▸ **THE REQUEST**: Rewrite the allocation request below, everything from "After conducting a" down to "to medium one.", using "computing power" in place of "computational resources".

▸ **GIVEN PASSAGE**:

After conducting a pilot study (NAISS 2025/22-301)) on a specially prepared, low-resolution subset of our data, we achieved successful convergence and promising results. However, our full high-resolution dataset is approximately 200 times larger, necessitating 15–20 times more computational resources. Therefore, we request a larger allocation. We would like to ask you to upgrade the small pilot-project grant NAISS 2025/22-301 to medium one.
This work is the research project of Peiyu Lu's Msc thesis, who is pursuing Image Analysis & Machine Learning at Uppsala University under the supervision of Bernhard Mehlig, Gothenburg University. This project focuses on using unsupervised methods to model and analyze rat behavior. We rely exclusively on an existing dataset, which comprises thousands of rat-behavior experiments recorded after administering different drugs. No new recordings are planned. These grayscale videos feature a single rat moving against a fixed background, offering a controlled setting to capture subtle behavioral changes.

▸ **STORED ROWS**:
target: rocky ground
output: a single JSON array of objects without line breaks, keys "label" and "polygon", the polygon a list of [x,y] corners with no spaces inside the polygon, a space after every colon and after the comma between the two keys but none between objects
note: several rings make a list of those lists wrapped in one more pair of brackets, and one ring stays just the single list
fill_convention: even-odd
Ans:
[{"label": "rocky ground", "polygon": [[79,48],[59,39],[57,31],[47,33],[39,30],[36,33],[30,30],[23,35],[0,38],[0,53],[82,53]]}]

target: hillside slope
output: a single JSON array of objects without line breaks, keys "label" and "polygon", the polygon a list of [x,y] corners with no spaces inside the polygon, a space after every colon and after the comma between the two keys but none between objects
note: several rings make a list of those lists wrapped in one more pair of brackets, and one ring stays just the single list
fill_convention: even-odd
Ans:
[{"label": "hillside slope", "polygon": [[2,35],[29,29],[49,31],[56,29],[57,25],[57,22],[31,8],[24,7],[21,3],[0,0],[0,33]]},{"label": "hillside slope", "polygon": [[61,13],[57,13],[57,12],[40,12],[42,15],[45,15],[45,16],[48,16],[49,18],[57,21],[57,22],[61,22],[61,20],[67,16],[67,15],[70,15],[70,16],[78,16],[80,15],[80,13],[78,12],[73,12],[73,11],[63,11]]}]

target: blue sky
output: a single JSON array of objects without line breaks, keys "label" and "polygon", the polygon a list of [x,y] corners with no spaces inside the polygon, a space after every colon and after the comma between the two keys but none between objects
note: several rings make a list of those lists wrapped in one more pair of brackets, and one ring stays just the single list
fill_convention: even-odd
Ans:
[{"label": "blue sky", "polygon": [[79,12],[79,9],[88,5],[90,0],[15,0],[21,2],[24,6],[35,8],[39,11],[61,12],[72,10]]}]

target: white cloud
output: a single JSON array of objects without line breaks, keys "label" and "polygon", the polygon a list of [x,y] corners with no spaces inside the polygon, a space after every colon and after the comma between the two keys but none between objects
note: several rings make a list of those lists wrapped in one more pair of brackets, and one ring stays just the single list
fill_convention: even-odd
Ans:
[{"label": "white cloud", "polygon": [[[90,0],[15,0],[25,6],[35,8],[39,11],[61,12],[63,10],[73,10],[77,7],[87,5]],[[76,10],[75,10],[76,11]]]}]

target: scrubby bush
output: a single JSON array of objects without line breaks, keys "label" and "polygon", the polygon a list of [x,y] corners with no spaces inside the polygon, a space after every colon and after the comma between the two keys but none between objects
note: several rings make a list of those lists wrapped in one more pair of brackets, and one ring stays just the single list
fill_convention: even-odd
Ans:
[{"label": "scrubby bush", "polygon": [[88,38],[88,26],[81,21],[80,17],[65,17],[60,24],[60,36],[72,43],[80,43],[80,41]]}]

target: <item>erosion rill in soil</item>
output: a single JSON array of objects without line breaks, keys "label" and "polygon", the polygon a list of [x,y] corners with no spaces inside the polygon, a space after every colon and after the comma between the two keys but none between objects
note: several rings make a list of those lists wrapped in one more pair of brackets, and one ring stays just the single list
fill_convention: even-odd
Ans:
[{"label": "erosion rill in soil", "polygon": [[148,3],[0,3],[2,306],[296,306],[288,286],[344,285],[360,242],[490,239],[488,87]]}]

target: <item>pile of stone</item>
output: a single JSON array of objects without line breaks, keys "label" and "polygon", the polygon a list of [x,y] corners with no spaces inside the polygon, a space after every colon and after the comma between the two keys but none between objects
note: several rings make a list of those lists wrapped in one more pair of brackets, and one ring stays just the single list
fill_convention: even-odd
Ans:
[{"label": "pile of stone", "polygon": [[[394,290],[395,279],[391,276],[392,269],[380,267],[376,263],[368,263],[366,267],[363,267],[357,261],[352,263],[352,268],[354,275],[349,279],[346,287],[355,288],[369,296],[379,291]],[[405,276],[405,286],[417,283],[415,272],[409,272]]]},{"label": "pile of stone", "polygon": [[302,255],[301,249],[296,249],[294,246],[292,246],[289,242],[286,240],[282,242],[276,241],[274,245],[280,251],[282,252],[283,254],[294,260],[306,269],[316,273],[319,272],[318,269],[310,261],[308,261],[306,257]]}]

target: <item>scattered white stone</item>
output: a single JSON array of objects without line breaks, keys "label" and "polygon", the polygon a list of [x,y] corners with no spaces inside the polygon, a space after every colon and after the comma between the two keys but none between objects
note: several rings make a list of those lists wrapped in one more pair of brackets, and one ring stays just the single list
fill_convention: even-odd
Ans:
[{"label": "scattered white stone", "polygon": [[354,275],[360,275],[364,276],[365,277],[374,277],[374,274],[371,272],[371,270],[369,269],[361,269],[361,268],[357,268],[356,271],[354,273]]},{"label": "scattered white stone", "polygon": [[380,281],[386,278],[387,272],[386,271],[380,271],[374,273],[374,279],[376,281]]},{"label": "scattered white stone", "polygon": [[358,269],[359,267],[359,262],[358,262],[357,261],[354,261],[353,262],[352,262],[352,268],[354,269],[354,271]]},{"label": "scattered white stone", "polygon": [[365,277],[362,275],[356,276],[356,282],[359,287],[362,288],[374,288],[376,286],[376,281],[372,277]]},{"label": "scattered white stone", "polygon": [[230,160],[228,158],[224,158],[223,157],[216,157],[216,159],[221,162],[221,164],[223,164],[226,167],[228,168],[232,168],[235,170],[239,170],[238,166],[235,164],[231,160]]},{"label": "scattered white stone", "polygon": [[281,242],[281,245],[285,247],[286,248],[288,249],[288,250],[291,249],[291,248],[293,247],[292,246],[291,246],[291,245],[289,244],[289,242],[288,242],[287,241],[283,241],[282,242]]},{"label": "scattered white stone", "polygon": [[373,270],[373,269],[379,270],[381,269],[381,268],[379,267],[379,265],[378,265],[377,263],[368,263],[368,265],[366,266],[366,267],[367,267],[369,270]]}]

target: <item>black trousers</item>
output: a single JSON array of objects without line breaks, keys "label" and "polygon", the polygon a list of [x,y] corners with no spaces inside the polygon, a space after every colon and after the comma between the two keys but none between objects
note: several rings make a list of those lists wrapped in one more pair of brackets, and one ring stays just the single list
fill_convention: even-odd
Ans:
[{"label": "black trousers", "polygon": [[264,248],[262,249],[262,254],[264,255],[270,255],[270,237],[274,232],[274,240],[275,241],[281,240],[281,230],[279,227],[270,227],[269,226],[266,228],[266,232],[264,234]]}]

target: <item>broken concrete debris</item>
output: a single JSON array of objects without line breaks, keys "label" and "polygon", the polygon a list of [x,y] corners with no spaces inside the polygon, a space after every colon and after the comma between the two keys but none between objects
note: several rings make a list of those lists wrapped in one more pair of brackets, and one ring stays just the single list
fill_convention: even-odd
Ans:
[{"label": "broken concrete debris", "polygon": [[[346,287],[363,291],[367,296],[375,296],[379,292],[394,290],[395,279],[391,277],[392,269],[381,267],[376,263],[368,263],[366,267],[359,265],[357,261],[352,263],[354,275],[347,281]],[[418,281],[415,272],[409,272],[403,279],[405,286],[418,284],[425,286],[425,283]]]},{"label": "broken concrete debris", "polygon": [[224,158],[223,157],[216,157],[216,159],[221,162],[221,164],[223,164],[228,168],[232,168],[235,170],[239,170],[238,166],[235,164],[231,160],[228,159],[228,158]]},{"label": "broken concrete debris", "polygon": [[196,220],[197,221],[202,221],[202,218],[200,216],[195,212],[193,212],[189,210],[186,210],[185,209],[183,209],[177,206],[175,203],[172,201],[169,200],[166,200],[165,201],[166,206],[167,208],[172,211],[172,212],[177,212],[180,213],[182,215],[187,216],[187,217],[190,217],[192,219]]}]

▸ **REPLY TO THE TASK**:
After conducting a pilot study (NAISS 2025/22-301)) on a specially prepared, low-resolution subset of our data, we achieved successful convergence and promising results. However, our full high-resolution dataset is approximately 200 times larger, necessitating 15–20 times more computing power. Therefore, we request a larger allocation. We would like to ask you to upgrade the small pilot-project grant NAISS 2025/22-301 to medium one.